What the task requires
Your task is to copy the listing exactly. Drop any pictures from the copy.

Data for processing
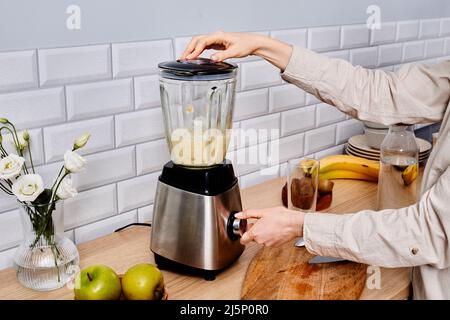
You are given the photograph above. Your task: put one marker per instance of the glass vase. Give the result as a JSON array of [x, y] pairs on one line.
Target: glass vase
[[46, 259]]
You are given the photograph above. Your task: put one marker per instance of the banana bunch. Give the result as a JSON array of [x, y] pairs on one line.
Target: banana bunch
[[349, 167]]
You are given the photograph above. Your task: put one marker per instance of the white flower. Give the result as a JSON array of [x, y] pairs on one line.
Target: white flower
[[28, 187], [73, 162], [11, 166], [66, 190], [80, 142]]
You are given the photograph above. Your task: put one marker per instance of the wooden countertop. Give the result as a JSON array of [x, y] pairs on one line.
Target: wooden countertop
[[123, 249]]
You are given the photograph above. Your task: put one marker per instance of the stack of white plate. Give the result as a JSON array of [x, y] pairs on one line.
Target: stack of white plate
[[358, 146]]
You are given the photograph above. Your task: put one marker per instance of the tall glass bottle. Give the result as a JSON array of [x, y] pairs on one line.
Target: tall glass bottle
[[399, 168]]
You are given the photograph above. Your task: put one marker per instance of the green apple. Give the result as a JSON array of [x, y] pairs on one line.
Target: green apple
[[143, 282], [97, 282]]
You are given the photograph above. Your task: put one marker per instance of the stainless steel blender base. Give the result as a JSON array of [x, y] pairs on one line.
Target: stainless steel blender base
[[196, 230]]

Answer to the task
You are given the photograph above. Your task: put one marker per instance of the glass vase. Give the result as a JSON array of [x, y] pairs on one line.
Target: glass vase
[[46, 259]]
You are given the photograph above. Your task: put one marker per instance of the banana bunch. Give the result as a JSON array of [x, y] pairs on one line.
Target: banana bunch
[[349, 167]]
You are given the photograph above. Your task: put one marker per instance of the white flower. Give the result as a JSON array of [x, y] pairs on one line.
Target: white flower
[[28, 187], [73, 162], [11, 166], [66, 190], [80, 142]]
You are given the photograph above. Your task: put one marker per instance of the wooden countertop. Give the result as a JSON array of [x, y] pairs on one line.
Target: wooden countertop
[[123, 249]]
You are given the photograph above. Your task: put one marker per instance of the stack of white plate. Give the result as a JSON array of [x, y] pairs on one line.
Target: stack of white plate
[[358, 146]]
You are given the photograph above. Your task: put one marker per instance of the tall glass bottle. Give the result as a JSON array of [x, y] pairs on one line.
Target: tall glass bottle
[[399, 168]]
You are given the photograph above. Your task: put one marker per instance of the green apple. Give the result as a JSON array of [x, y] pairs on one line.
Target: green apple
[[143, 282], [97, 282]]
You are given the photograph above. Your task: put one marker per instance of the stainless steel blender base. Give the result as a JSON array of [x, y] pairs on one line.
Target: stainless steel blender base
[[196, 230]]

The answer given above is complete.